— Begin Extracted text —

So a week after completing the Wiltshire 100 ( YES I completed!!) I am finally getting around to do the round up. I’ll be honest, this week has been pretty busy which is part of the reason it has taken me so long, but equally I have been putting it off because I am sad that the Wiltshire 100 is no longer a goal in my life! Although I am sure, soon enough I’ll find another one to focus on.
On Sunday morning my alarm went off at 5.15am. Unlike I had imagined, I didn’t leap out of bed ready to go but instead snoozed my alarm clock until 5.30a. I was exhausted – having barely slept the night before. I wasn’t feeling good and it wasn’t looking promising for the cycle in terms of my energy and motivation. In fact, getting ready and having breakfast in the cold and dark that early in the morning, the whole prospect of the cycle felt incredibly surreal.
I had my standard go to cycling breakfast which I have had many times during my training, a wholemeal bagel, hazelnut spread and a banana, with a cup of tea. It always worked a treat and tastes good too – although eating that early in the morning was certainly a challenge to say the least!
Standard cycle breakfast!
Once I was fed and watered I jumped on my bike and cycled to my car which was parked nearby. I loaded up and got driving out to Devizes where the ride started and finished. It was freezing cold but on the drive out the sky was absolutely beautiful as the sun rised. I was going to stop and take a photo but I was quite eager to get to the start and get going! I was feeling a little uneasy about the colour of the sky, with the saying ‘red sky at night shepherds delight, red sky in the morning shepherds warning.
I arrived in Devizes, parked up my car and unloaded my bike. Got everything ready and whipped off my warm clothes down to my cycling Jersey and shorts. I made sure I had everything I needed and after being positive I did, I took a photo and headed off to the start line.
Ready to go!
After a quick toilet stop, a photo from one of the volunteers from Bike Events and checking in, I was ready to go. 20 minutes later than my planned departure of 7am.
About to head to the start line!

— End Extracted text —

*Directives*:
• 1. In the Wiltshire 100 ride account, in which town did the ride start and finish?
• 2. List each food and drink that makes up the standard cycling breakfast described in the Wiltshire 100 ride account.
• 3. Carry on the Wiltshire 100 ride account from the point where the text stops.
None of the entries in the dataset excerpt are needed here.

— Begin Raw data —

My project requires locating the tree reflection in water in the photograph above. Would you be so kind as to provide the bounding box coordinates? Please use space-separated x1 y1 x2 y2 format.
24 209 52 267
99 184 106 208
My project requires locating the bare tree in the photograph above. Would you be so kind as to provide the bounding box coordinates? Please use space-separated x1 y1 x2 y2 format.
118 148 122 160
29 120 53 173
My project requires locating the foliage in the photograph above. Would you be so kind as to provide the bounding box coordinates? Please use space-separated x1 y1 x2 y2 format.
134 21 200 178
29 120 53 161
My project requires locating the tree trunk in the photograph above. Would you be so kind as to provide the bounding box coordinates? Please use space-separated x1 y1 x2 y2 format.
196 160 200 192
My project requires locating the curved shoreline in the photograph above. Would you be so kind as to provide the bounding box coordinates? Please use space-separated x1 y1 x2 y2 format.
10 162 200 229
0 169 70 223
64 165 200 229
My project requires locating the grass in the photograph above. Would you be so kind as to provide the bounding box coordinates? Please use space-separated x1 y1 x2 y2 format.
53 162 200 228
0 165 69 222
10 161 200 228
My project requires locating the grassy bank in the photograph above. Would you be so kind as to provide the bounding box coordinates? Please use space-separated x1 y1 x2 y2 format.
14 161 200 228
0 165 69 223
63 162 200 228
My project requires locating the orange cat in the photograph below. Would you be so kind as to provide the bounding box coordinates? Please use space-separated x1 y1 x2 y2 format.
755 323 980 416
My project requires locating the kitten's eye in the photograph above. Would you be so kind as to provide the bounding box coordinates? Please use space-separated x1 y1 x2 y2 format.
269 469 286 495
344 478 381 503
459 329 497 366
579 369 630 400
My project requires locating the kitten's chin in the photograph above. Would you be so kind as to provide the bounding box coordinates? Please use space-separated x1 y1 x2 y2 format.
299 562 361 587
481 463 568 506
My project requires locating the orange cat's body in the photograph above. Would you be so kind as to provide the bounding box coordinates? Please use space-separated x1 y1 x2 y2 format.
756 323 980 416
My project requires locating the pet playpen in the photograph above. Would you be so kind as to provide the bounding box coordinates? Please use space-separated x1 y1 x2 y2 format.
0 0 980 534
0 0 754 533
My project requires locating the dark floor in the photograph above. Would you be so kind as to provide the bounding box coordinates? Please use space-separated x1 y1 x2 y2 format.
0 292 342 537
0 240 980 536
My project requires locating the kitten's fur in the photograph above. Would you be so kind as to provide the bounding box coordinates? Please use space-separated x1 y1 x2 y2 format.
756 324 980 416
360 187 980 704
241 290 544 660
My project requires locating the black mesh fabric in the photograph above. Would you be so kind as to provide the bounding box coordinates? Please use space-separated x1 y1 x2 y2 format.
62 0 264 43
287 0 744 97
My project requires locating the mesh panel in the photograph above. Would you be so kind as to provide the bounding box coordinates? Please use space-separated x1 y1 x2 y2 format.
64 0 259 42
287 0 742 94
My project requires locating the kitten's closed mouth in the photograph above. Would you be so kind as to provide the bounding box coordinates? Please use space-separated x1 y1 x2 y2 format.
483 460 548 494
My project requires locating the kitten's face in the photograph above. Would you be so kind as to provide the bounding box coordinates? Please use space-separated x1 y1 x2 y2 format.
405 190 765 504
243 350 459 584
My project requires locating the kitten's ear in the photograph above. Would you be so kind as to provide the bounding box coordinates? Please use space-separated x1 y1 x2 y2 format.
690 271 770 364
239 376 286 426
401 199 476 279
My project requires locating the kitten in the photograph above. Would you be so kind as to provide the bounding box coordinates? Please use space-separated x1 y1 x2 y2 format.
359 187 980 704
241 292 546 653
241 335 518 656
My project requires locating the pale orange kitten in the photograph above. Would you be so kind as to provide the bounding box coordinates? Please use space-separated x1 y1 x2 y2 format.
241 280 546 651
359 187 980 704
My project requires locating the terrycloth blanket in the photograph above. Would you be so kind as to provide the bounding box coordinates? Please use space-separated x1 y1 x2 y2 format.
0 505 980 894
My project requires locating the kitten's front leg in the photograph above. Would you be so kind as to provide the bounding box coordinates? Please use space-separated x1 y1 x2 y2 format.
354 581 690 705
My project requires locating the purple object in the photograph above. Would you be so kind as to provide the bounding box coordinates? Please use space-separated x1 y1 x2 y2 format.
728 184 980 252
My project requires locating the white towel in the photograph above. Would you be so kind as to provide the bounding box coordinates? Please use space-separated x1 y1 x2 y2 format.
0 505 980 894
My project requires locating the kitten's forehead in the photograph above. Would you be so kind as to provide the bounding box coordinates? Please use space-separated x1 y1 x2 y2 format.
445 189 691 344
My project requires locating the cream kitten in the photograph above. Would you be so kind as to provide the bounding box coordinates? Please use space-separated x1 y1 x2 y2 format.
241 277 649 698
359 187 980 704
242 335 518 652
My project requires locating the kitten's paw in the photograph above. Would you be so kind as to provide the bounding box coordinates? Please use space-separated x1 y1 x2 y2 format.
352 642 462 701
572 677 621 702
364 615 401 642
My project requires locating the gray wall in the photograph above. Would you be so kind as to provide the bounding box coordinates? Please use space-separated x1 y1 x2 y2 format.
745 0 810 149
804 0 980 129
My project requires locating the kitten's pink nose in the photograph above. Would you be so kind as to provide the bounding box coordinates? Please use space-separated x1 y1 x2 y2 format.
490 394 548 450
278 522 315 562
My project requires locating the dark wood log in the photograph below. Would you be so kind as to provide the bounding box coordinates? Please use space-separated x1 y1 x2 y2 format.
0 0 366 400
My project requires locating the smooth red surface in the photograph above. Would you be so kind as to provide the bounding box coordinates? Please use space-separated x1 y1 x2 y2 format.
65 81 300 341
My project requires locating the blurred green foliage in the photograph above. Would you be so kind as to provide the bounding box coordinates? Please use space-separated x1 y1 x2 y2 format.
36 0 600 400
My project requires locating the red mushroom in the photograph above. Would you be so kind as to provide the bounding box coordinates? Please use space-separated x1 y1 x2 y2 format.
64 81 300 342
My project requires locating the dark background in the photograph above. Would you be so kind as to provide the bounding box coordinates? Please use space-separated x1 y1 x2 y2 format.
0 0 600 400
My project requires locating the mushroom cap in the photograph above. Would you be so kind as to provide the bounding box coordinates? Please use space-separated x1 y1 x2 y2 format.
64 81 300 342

— End Raw data —

*Results for the exercise*:
• 1. Devizes

• 2. A wholemeal bagel, hazelnut spread, a banana, and a cup of tea.

• 3.
Cycling across the start line felt very strange but it felt good to get out on the road. I followed a group of people on road bikes for the first few miles until we got out of the town and onto the more quiet back roads. It was weird, all the world was quiet and asleep except for a few crazy people decked out in lycra and ready for a day of cycling. Starting out felt quite heavy, my legs took a little while to loosen up and I was only too aware of how many hours I had ahead of me. Not long after cycling a lady also on a hybrid tucked in behind me and we were to keep each other going and well paced for the majority of the ride.
I pulled into the 25 mile rest stop after 1 hour and 36 minutes of cycling – the quickest I had ever done from what I can remember! I was buzzing and felt great – I was positive I was going to come in a lot quicker than I had planned. A quick loo break, phone call to mum, text to a friend, filling up the water bottle and a bite to eat and I was back on the road.
I quickly realised that those first 25 miles were definitely my easiest and had perhaps lulled me into a false sense of security. The next 25 miles were a lot slower, but rest stops along the way broke it up and I came into the 45 mile rest stop feeling alright, but knowing that my original pace would not be held for the rest of the ride and the hills that followed made sure of that.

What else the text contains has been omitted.